**Problem to solve:**
Copy every line of the material below word for word.

— start of Task inputs —

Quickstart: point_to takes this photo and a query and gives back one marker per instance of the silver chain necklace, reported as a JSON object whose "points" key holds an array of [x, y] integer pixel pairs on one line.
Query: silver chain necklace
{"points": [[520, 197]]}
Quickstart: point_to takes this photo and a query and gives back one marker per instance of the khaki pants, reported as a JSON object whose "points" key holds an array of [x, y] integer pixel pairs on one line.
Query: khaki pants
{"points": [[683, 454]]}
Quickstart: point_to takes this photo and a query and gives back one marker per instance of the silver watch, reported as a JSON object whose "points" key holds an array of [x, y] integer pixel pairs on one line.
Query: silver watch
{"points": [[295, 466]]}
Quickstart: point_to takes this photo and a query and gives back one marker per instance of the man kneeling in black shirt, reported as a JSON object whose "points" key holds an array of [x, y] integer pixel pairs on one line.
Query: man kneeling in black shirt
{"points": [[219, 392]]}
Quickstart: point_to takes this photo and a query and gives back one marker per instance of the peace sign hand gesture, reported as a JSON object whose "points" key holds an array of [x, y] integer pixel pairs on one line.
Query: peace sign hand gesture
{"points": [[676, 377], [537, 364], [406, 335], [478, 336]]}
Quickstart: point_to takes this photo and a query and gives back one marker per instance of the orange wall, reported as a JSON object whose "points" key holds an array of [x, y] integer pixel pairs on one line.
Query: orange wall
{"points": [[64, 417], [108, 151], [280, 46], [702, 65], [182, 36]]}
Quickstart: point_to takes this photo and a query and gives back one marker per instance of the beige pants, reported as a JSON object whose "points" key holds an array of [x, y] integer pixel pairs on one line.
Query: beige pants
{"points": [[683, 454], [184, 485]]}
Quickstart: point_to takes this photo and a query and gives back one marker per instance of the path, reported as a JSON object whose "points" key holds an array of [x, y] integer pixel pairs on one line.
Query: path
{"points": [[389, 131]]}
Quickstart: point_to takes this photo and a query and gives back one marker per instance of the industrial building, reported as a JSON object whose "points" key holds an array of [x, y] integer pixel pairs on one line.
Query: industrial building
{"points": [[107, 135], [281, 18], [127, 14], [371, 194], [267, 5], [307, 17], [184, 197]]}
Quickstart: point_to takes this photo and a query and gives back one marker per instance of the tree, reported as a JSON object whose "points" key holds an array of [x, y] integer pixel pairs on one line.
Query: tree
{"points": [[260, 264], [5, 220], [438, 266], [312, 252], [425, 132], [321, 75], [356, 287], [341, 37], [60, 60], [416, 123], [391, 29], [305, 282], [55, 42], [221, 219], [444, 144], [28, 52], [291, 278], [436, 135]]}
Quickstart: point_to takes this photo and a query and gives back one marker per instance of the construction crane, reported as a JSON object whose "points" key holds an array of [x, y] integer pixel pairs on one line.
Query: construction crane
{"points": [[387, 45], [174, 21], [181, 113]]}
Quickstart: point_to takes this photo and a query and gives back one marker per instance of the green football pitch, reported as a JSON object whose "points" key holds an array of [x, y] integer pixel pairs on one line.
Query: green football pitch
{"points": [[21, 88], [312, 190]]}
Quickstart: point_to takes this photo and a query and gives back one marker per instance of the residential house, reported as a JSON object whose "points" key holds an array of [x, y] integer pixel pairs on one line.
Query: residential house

— end of Task inputs —

**Result of the exercise:**
Quickstart: point_to takes this photo and a query and gives back one marker per instance of the silver chain necklace, reported as a JSON object whose "points" key holds an array of [x, y] integer pixel pairs on one line.
Query: silver chain necklace
{"points": [[520, 197]]}
Quickstart: point_to takes this photo and a query and gives back one marker per instance of the khaki pants, reported as a JSON object whose "points" key holds an array of [x, y] integer pixel pairs on one line.
Query: khaki pants
{"points": [[683, 454]]}
Quickstart: point_to takes this photo and a query and gives back one marker per instance of the silver watch, reported as a JSON object whose "points" key holds an array of [x, y] integer pixel pairs on one line.
Query: silver watch
{"points": [[295, 466]]}
Quickstart: point_to takes this photo and a query and gives back one marker per instance of the man kneeling in black shirt, reported as a JSON object whose "points" key holds an array of [x, y] integer pixel pairs on one line.
Query: man kneeling in black shirt
{"points": [[219, 392]]}
Quickstart: point_to takes this photo and a query and gives back one marker per instance of the peace sign hand gesture, reported as a JSON object whose "points" key holds an array of [x, y] integer pixel pairs on one line.
Query: peace sign hand gesture
{"points": [[676, 377], [537, 364], [406, 335], [478, 336]]}
Quickstart: point_to takes this photo and a query and gives back one marker per instance of the orange wall, reported as a JSON object whose "points" key holds an array of [x, y] integer pixel pairs on one line.
Query: orange wall
{"points": [[64, 417], [108, 151], [280, 46], [702, 65], [182, 36]]}
Quickstart: point_to takes this photo and a query and gives back one marker per instance of the beige pants, reported as a JSON object whose "points" key holds an array of [x, y] integer pixel pairs on one line.
Query: beige pants
{"points": [[683, 454], [184, 485]]}
Quickstart: point_to takes this photo and a query and gives back one marker per instance of the path, reported as a JSON object whose "points" key holds an array of [x, y] integer pixel pairs on one line.
Query: path
{"points": [[389, 131]]}
Quickstart: point_to takes this photo and a query and gives back one marker per instance of the industrial building, reported as a JSON object whose "points" key holds an array of [x, y] integer pixel pairs on one line.
Query: industrial building
{"points": [[107, 135], [281, 18], [127, 14], [371, 194], [267, 5], [307, 17], [184, 197]]}
Quickstart: point_to takes this photo and a query and gives back one marker per instance of the tree, reported as a JSON object whose "points" key holds an array of [x, y] integer pixel pairs on one line.
Query: tree
{"points": [[260, 264], [5, 220], [438, 266], [312, 252], [425, 132], [321, 75], [356, 287], [341, 37], [60, 60], [416, 123], [391, 29], [305, 282], [55, 42], [221, 219], [444, 144], [28, 52], [291, 278], [436, 135]]}
Quickstart: point_to takes this photo and a query and gives back one marker per instance of the construction crane, reported as a JSON object whose "points" key holds an array of [x, y] integer pixel pairs on one line.
Query: construction crane
{"points": [[387, 45], [174, 21], [181, 113]]}
Quickstart: point_to takes this photo and a query and gives back one marker per instance of the green football pitch, reported as a JSON object whose "points" key holds an array of [x, y] integer pixel pairs on one line.
Query: green football pitch
{"points": [[21, 88], [312, 190]]}
Quickstart: point_to takes this photo and a query and gives back one marker per instance of the residential house, reported as a JSON object whose "points" key holds an array of [x, y] integer pixel pairs on one line.
Query: residential house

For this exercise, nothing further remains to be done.